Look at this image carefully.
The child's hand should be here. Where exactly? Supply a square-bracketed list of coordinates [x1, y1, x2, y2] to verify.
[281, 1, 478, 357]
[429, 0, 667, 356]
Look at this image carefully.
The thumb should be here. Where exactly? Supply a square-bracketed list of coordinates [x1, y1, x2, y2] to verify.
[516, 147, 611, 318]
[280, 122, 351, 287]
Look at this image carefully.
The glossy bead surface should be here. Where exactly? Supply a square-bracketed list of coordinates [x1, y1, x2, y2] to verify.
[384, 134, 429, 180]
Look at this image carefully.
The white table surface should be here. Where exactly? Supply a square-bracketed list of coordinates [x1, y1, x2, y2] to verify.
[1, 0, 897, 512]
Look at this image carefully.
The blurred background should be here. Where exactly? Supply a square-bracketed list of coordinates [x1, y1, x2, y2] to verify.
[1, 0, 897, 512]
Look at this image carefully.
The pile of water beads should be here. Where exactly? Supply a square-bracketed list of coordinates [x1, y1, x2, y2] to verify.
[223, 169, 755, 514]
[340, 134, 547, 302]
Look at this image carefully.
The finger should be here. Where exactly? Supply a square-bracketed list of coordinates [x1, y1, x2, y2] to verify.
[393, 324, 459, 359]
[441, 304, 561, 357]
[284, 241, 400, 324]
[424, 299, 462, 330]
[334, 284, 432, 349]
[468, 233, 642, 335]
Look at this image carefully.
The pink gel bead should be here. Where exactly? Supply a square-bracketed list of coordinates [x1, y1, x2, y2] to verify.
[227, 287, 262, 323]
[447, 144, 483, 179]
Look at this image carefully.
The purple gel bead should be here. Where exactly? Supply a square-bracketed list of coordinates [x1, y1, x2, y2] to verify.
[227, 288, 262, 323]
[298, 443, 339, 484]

****

Exercise goal. Each line from the one containing "The pink gel" through the final line of the listing above should be returned exactly; return nothing else.

Answer section.
The pink gel bead should be here. Where exactly? Supply a square-bracketed list of coordinates [x1, y1, x2, y2] to verify.
[227, 287, 262, 323]
[447, 144, 483, 179]
Look at this image carefully.
The purple gel bead should be here. Where exactly? Supply a square-bracketed list of coordinates [x1, y1, x2, y2] to verify.
[227, 288, 262, 323]
[298, 443, 339, 484]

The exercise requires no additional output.